§ **REQUIRED TASK**: Rewrite every line from the start of the records through the line containing "(1101, 210)", requests included, scaling each coordinate in the answer points by 1.8 and rounding to whole numbers, with halves rounded up.

>> begin PROVIDED ENTRIES

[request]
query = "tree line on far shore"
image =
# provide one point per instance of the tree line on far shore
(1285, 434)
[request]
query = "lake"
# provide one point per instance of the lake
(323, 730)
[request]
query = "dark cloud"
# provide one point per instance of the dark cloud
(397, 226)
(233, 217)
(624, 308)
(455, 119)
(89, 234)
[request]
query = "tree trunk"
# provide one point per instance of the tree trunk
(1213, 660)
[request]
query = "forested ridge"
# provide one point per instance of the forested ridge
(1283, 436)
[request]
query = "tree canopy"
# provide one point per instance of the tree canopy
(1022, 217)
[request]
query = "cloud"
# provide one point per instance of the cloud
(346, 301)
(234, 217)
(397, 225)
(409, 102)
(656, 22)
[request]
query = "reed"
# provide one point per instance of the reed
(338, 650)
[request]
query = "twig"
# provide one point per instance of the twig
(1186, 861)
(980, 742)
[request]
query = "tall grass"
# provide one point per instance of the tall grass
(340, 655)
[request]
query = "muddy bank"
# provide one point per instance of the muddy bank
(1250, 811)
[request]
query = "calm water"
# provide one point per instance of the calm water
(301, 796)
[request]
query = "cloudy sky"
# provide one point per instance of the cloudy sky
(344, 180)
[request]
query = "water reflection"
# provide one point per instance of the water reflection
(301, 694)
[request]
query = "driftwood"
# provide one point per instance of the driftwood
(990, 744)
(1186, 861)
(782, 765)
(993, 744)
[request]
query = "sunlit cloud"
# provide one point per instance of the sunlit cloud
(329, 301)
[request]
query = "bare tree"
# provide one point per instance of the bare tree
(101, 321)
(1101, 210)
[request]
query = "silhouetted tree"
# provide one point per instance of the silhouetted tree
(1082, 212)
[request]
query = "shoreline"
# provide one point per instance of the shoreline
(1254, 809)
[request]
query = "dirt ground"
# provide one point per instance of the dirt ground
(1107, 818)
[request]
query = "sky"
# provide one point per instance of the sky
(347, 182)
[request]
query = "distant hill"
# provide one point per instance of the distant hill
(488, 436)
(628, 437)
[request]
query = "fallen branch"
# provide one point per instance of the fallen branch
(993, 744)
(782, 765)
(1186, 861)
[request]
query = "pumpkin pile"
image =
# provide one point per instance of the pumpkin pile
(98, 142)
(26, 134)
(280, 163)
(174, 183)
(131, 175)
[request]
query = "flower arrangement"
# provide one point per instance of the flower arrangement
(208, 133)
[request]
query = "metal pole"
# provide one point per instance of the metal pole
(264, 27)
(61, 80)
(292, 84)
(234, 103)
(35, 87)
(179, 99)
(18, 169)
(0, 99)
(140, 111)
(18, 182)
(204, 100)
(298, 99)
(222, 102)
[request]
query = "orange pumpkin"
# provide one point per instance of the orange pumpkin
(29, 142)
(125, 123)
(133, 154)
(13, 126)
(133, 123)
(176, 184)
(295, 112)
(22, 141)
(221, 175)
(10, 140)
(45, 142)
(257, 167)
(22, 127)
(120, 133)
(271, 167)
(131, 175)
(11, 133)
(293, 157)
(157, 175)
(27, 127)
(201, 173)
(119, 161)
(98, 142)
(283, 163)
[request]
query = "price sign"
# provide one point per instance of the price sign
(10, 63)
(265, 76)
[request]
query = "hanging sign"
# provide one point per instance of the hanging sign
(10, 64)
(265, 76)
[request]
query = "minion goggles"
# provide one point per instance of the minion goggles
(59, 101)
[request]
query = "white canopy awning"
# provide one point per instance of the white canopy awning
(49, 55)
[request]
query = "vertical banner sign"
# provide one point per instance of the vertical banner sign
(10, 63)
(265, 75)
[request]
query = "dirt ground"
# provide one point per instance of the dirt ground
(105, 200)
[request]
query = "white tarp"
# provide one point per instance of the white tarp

>> end PROVIDED ENTRIES

§ **REPLY**:
[request]
query = "tree line on far shore"
image =
# provide one point per instance of the tree line on far shore
(2313, 781)
[request]
query = "lake"
# provide one point per instance of the lake
(581, 1314)
[request]
query = "dark cloud"
# provide one point per instance of the dark cloud
(715, 407)
(419, 391)
(1123, 554)
(819, 214)
(160, 421)
[request]
query = "tree trunk"
# provide one point per instance of the tree trunk
(2183, 1188)
[request]
query = "forested ridge"
# provide one point per instance of the forested ridge
(2309, 785)
[request]
query = "tree canopy"
# provide one point per instance of the tree canopy
(1840, 391)
[request]
query = "cloud"
# provide one point per instance of the cloud
(623, 542)
(421, 391)
(715, 405)
(736, 184)
(1181, 40)
[request]
query = "reed"
# provide one point per instance of the reed
(608, 1170)
[request]
query = "twig"
# provide one point per instance of the twig
(2135, 1550)
(1764, 1336)
[request]
query = "tall grass"
# provide one point per instance of the tall grass
(612, 1179)
[request]
query = "muddy bank"
# provide one point per instance of the muddy bank
(2250, 1460)
[request]
query = "calm water"
# provide one point per instance of the calm water
(542, 1433)
[request]
query = "cloudy sky"
# provide one point per instance of the cloudy sky
(619, 324)
[request]
query = "water reflection"
# provide one point per instance of the water reflection
(542, 1249)
[request]
query = "driftwood"
# provide one point per instance of the driftwood
(1782, 1339)
(2135, 1550)
(1408, 1377)
(1787, 1339)
[request]
query = "sunlit cloud"
# provide one point per instance of the sunlit cloud
(592, 542)
[request]
query = "bare tree"
# provide one point per instance of the bare tree
(182, 578)
(1982, 378)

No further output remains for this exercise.